### Document text
Model creation and Prediction

Creating train and test dataset

set.seed(19122021) #to make this analysis reproducible

#partitioning data into train(70%) and test(30%) data set
inTrain<-createDataPartition(data$price,p=0.70,list = FALSE)
trainSet<-data[inTrain,]
dim(trainSet)
## [1] 112   9
testSet<-data[-inTrain,]
dim(testSet)
## [1] 47  9

Creating prediction models

Decision Trees

dtMod<-train(price~.,data = trainSet, method="rpart",
           trControl=trainControl(method = "cv", number = 3, verboseIter = F))

Random Forest

rfMod<-train(price~.,data = trainSet, method="rf",
           trControl=trainControl(method = "cv", number = 3, verboseIter = F))

Gradient Boosting Machine

gbmMod<-train(price~.,data = trainSet, method="gbm",
             trControl=trainControl(method = "cv", number = 3, verboseIter = F),
             verbose=FALSE)

Generalized Linear Model

glmMod<-train(price~.,data = trainSet, method="glm",
           trControl=trainControl(method = "cv", number = 3, verboseIter = F))

Comparing Models by the percent of variance explained

compMod<-data.frame(Models=c("Decision Tree", "Random Forest", "GBM", "GLM"),
                    Variance=round(c(mean(dtMod$resample$Rsquared),mean(rfMod$resample$Rsquared),
                               mean(gbmMod$resample$Rsquared), mean(glmMod$resample$Rsquared))*100,2))
compMod

Random Forest model has explained the maximum variance of all for train data set i.e., around 90.66%. So we will move forward with Random Forest model.

#plotting random forest model
plot(rfMod)

#best mtry value for the model
rfMod$bestTune$mtry
## [1] 5

Here no tuning required as model itself has chosen the best mtry value for feature selection.

Let’s apply our final model on test set

#predicting price for testSet
pred<-predict(rfMod,testSet)

#rounding off for simplification
pred<-round(pred)

#comparing RMSE for model and testSet
RMSE<-data.frame(modelRMSE=sqrt(mean(rfMod$finalModel$mse)),
                 testSetRMSE=sqrt(sum((testSet$price-pred)^2)/length(testSet$price)))
RMSE

Conclusion

Choosing a perfect model for regression is quite a mighty process but finally we found Random Forest model for the regression of our price for automobile. It almost explained above 90% variance which was ofcourse so far from the other models we built, but that’s not enough to be sure about a model so we first predicted price for testSet by applying the same model on it and on comparing Root Mean Square Error for trainSet and testSet we found a significant difference and hence confirmed Random Forest as the best model for our data set.

### Tasks to perform
a: In the text on price prediction models, which model explained the most variance on the training set, and by about what percentage?
b: Filter the records and keep every line that contains the word "building". Case counts when matching.
The text on price prediction models and the records have no connection to each other.

### Records for this task
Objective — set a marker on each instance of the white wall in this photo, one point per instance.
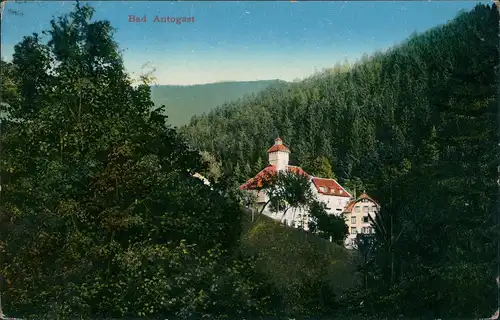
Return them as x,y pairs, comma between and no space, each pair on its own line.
279,159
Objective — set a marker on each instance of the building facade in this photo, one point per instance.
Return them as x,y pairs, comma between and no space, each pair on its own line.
337,199
357,213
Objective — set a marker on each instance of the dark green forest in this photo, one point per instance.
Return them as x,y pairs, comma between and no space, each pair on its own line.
416,127
101,217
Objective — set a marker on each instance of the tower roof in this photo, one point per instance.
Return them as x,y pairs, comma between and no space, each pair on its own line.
278,146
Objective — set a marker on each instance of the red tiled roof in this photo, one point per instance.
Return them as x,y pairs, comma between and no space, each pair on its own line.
330,187
278,146
366,196
352,203
297,170
266,174
350,206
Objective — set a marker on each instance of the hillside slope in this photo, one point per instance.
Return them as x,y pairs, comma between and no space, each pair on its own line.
182,102
416,128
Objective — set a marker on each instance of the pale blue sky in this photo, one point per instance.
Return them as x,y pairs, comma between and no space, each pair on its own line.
243,40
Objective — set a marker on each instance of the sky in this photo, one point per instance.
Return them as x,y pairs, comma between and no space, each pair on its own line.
242,40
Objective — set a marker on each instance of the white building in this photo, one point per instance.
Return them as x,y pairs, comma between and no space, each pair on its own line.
356,215
327,190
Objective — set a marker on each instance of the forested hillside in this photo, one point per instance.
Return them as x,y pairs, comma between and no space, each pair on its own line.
415,127
182,102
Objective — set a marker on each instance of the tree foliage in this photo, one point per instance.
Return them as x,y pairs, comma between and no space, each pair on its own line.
415,124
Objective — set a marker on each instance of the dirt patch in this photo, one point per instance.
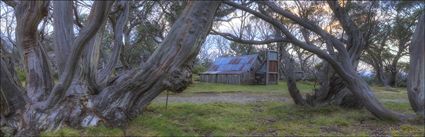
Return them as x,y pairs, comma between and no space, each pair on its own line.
238,97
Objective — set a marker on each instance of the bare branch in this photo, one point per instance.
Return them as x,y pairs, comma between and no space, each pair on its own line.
240,40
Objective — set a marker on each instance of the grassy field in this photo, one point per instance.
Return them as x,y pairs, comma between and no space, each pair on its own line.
263,118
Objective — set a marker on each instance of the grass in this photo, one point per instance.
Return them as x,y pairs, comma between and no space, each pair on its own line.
198,87
258,118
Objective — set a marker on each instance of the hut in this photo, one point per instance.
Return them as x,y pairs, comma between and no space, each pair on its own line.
247,69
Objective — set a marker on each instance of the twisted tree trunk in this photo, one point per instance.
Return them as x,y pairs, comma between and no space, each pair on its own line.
122,98
416,81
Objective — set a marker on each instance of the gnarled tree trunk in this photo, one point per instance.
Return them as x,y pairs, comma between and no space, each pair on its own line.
120,99
416,81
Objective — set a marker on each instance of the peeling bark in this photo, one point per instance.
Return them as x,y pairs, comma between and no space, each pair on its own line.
343,66
126,95
416,80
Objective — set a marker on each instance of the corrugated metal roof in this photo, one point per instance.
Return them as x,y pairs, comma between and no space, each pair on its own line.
232,65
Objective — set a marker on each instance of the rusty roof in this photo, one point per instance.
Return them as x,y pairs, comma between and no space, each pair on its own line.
232,65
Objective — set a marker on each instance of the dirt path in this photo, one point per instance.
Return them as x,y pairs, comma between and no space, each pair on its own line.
238,97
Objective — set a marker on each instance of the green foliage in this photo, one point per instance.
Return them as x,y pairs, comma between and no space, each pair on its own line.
259,118
62,133
242,49
304,87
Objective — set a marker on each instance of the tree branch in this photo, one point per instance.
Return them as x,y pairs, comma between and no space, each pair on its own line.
98,14
231,37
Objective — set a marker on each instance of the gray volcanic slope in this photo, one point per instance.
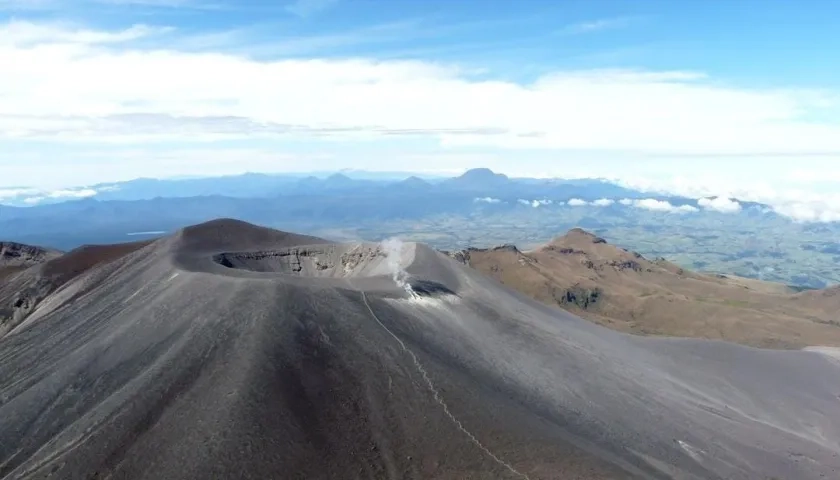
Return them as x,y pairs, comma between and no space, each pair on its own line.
232,351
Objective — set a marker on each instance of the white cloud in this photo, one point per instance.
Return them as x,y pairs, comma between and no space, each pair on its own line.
535,203
23,34
596,25
720,204
799,204
603,202
88,84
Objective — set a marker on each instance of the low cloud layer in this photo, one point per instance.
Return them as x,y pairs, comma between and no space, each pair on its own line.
536,203
601,202
658,205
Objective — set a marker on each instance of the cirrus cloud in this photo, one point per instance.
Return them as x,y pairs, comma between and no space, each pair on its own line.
71,82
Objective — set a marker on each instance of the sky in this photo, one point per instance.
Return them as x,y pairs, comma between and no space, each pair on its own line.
688,97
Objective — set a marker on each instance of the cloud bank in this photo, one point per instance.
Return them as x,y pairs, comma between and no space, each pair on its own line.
84,84
658,205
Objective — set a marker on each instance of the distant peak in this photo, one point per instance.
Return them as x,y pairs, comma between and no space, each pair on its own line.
578,232
412,180
339,177
482,173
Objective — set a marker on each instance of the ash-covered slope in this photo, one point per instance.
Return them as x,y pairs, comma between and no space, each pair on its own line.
195,357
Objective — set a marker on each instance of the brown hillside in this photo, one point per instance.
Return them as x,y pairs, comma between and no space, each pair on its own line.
625,291
23,287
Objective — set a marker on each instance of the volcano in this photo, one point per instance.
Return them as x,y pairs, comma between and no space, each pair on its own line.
229,350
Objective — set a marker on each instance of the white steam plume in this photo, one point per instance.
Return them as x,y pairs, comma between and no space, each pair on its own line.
393,248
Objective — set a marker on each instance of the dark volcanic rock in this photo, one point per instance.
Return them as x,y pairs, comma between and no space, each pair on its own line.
164,363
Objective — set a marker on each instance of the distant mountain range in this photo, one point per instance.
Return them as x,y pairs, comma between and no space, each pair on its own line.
110,213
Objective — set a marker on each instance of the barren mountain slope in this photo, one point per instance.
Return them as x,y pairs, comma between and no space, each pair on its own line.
26,285
231,351
625,291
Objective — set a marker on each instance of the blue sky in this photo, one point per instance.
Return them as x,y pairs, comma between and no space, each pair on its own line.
690,96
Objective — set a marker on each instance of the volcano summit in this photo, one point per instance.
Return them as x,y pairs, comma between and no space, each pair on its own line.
232,351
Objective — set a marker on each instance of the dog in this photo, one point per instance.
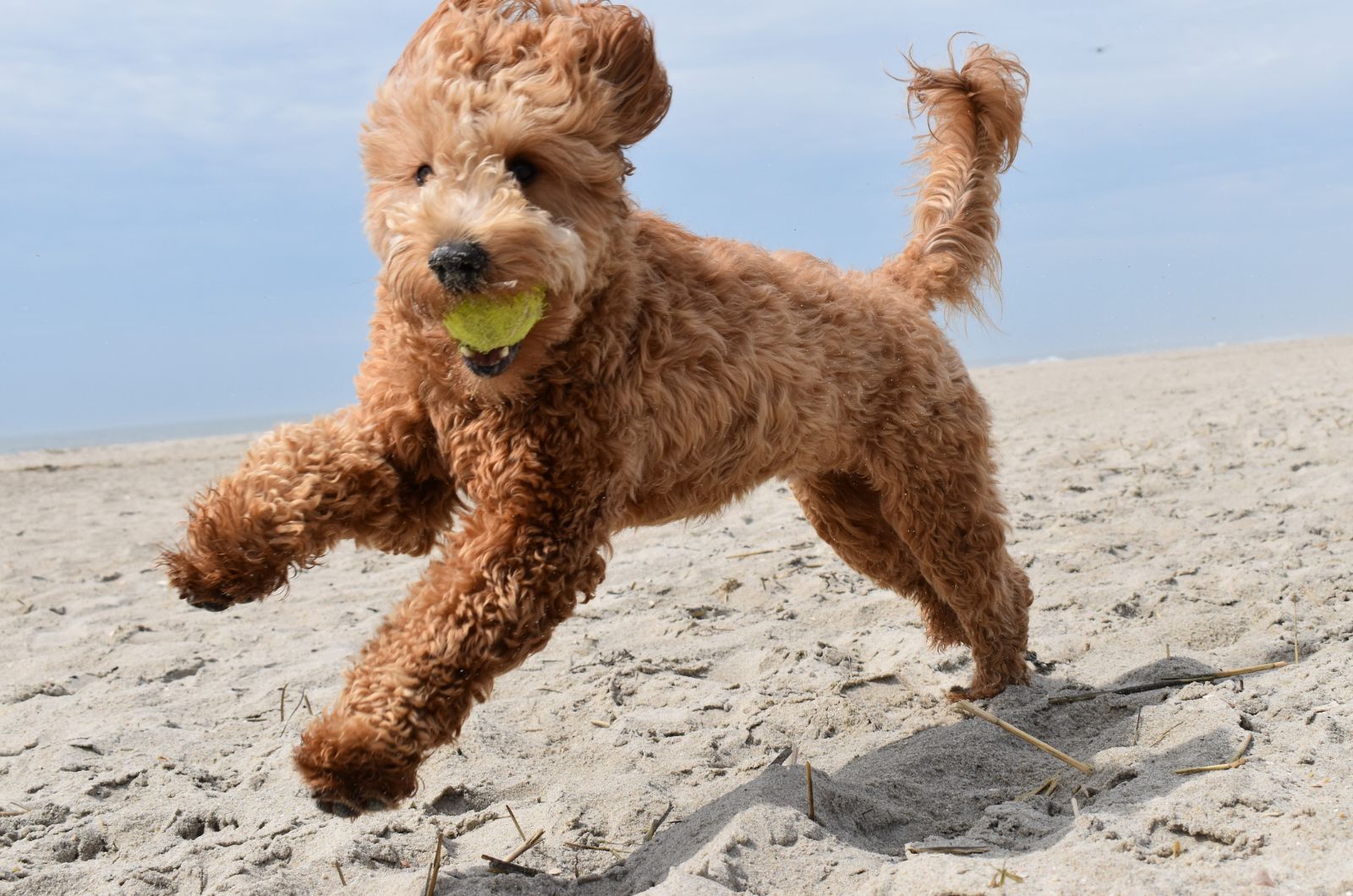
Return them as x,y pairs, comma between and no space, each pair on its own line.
666,375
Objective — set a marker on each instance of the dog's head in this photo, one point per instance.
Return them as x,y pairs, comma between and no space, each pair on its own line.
496,162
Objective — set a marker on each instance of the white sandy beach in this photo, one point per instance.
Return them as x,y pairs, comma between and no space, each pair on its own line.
1179,513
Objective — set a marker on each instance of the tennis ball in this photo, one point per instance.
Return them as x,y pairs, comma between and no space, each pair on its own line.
482,322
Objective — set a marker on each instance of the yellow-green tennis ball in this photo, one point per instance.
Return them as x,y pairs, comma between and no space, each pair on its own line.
482,322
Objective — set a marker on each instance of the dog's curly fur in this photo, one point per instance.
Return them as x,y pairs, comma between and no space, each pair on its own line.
670,375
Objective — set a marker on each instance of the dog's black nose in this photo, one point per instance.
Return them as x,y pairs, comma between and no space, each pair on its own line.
460,265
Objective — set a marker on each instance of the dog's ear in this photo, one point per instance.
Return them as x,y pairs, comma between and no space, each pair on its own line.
619,45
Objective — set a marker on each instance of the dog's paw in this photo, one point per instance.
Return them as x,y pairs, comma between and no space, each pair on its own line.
214,585
347,770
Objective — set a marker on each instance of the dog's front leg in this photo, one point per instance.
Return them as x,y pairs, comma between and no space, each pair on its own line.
507,581
302,489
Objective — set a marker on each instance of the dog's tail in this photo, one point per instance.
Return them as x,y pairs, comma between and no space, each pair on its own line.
973,117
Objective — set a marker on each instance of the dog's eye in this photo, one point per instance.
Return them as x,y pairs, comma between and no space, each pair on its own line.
523,169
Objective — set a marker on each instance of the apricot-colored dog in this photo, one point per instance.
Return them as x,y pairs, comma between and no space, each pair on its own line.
670,375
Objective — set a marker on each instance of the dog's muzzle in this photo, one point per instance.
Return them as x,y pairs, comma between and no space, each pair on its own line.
460,265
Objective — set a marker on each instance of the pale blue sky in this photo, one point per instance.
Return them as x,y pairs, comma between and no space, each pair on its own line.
180,225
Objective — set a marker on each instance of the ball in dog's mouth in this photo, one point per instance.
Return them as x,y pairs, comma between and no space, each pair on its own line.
491,328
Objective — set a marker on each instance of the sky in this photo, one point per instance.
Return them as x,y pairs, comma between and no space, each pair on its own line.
180,187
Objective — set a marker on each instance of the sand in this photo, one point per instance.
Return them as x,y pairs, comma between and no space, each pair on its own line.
1177,513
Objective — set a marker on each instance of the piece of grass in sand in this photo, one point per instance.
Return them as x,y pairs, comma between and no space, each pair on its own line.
1001,876
1296,636
1167,682
1049,785
748,554
513,817
1027,738
500,866
1235,761
518,853
433,871
658,822
812,812
595,848
949,850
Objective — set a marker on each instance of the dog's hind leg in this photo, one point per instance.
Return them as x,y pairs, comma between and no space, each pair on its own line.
939,495
845,511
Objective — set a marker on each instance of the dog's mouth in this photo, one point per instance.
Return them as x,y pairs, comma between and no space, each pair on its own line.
489,363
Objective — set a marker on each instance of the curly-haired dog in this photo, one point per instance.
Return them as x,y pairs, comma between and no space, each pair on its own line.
669,375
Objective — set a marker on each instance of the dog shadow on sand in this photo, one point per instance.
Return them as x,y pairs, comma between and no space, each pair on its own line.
965,784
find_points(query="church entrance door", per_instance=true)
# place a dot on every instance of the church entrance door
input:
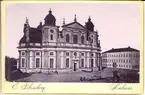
(75, 66)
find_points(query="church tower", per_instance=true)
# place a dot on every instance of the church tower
(90, 25)
(49, 29)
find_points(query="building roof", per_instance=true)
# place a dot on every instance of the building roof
(128, 49)
(35, 36)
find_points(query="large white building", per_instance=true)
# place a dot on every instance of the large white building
(125, 58)
(47, 48)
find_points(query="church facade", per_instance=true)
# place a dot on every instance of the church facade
(47, 48)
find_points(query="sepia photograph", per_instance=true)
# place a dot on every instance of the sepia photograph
(79, 42)
(72, 47)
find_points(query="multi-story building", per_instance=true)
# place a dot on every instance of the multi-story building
(125, 58)
(47, 48)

### Solved problems
a: The Random Forest model, at around 90.66%.

b:
Objective — set a marker on each instance of the building facade in this photo, one point per instance.
Objective — set a marker on each instance of the white building in this photo, one point per instance.
find_points(query="building roof", per_instance=true)
# place a dot on every instance of the building roof
find_points(query="large white building", per_instance=true)
# place a dot on every instance of the large white building
find_points(query="multi-story building", per_instance=true)
# place a dot on every instance of the multi-story building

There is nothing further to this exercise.